### PROBLEM STATEMENT
The output has to be the full set of records, reproduced exactly, minus any picture.

(Collection entries)

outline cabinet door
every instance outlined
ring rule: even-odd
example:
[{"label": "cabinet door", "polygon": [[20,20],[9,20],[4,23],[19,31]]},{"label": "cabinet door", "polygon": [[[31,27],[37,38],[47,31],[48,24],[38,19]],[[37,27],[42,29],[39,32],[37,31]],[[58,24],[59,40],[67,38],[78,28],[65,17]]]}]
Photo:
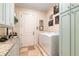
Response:
[{"label": "cabinet door", "polygon": [[6,3],[5,4],[5,11],[6,11],[6,14],[5,14],[5,17],[6,17],[6,25],[10,26],[10,4],[9,3]]},{"label": "cabinet door", "polygon": [[5,24],[5,6],[4,3],[0,3],[0,24]]},{"label": "cabinet door", "polygon": [[6,25],[14,26],[14,4],[6,3]]},{"label": "cabinet door", "polygon": [[7,56],[15,56],[14,52],[15,52],[15,50],[14,50],[14,46],[13,46],[12,49],[10,49],[10,51],[8,52]]},{"label": "cabinet door", "polygon": [[12,49],[9,51],[7,56],[19,56],[19,41],[15,43]]},{"label": "cabinet door", "polygon": [[75,18],[75,14],[74,14],[74,12],[72,12],[72,10],[71,10],[71,56],[74,56],[75,54],[75,47],[74,47],[74,43],[75,43],[75,41],[74,41],[74,36],[75,36],[75,30],[74,30],[74,22],[75,22],[75,20],[74,20],[74,18]]},{"label": "cabinet door", "polygon": [[70,3],[61,3],[60,4],[60,13],[70,10]]},{"label": "cabinet door", "polygon": [[[74,55],[75,56],[79,56],[79,7],[72,9],[72,16],[71,18],[74,17],[73,19],[73,27],[71,29],[74,29],[72,31],[73,35],[71,37],[73,37],[73,41],[74,44],[72,46],[74,46]],[[73,43],[73,42],[72,42]]]},{"label": "cabinet door", "polygon": [[17,56],[20,55],[20,41],[19,41],[19,38],[17,38]]},{"label": "cabinet door", "polygon": [[10,51],[10,52],[7,54],[7,56],[12,56],[12,51]]},{"label": "cabinet door", "polygon": [[60,15],[59,50],[61,56],[70,56],[70,12]]},{"label": "cabinet door", "polygon": [[18,41],[16,42],[14,46],[14,56],[19,56],[19,42]]},{"label": "cabinet door", "polygon": [[14,4],[0,3],[0,24],[14,26]]},{"label": "cabinet door", "polygon": [[13,3],[10,3],[10,26],[14,26],[14,4]]},{"label": "cabinet door", "polygon": [[79,6],[79,3],[71,3],[71,8],[75,8],[77,6]]}]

### RESULT FOR THIS TASK
outline cabinet door
every instance outlined
ring rule: even-odd
example:
[{"label": "cabinet door", "polygon": [[20,20],[9,20],[4,23],[19,31]]},{"label": "cabinet door", "polygon": [[[31,27],[37,38],[47,31],[48,24],[38,19]],[[37,27],[42,29],[39,32],[37,31]],[[58,24],[59,40],[67,38],[78,28],[65,17]]]}]
Photo:
Response:
[{"label": "cabinet door", "polygon": [[6,3],[5,4],[5,11],[6,11],[6,14],[5,14],[5,17],[6,17],[6,25],[10,26],[10,4],[9,3]]},{"label": "cabinet door", "polygon": [[5,24],[5,6],[4,3],[0,3],[0,24]]},{"label": "cabinet door", "polygon": [[6,25],[14,26],[14,4],[6,3]]},{"label": "cabinet door", "polygon": [[7,56],[15,56],[14,52],[15,52],[15,50],[14,50],[14,46],[13,46],[12,49],[10,49],[10,51],[8,52]]},{"label": "cabinet door", "polygon": [[12,49],[9,51],[7,56],[19,56],[19,41],[15,43]]},{"label": "cabinet door", "polygon": [[75,18],[75,14],[74,14],[74,12],[72,12],[72,10],[71,10],[71,56],[74,56],[75,54],[75,47],[74,47],[74,43],[75,43],[75,41],[74,41],[74,36],[75,36],[75,30],[74,30],[74,22],[75,22],[75,20],[74,20],[74,18]]},{"label": "cabinet door", "polygon": [[70,3],[61,3],[60,4],[60,13],[70,10]]},{"label": "cabinet door", "polygon": [[[74,55],[75,56],[79,56],[79,7],[72,9],[72,16],[71,18],[74,17],[73,19],[73,27],[71,29],[74,29],[72,31],[73,35],[71,37],[73,37],[73,41],[74,44],[72,46],[74,46]],[[73,43],[73,42],[72,42]]]},{"label": "cabinet door", "polygon": [[17,56],[20,55],[20,41],[19,41],[19,38],[17,38]]},{"label": "cabinet door", "polygon": [[10,51],[10,52],[7,54],[7,56],[12,56],[12,51]]},{"label": "cabinet door", "polygon": [[60,15],[59,50],[61,56],[70,56],[70,12]]},{"label": "cabinet door", "polygon": [[18,41],[16,42],[14,46],[14,56],[19,56],[19,42]]},{"label": "cabinet door", "polygon": [[14,4],[0,3],[0,24],[14,26]]},{"label": "cabinet door", "polygon": [[13,3],[10,3],[10,26],[14,26],[14,4]]},{"label": "cabinet door", "polygon": [[79,6],[79,3],[71,3],[71,8],[75,8],[77,6]]}]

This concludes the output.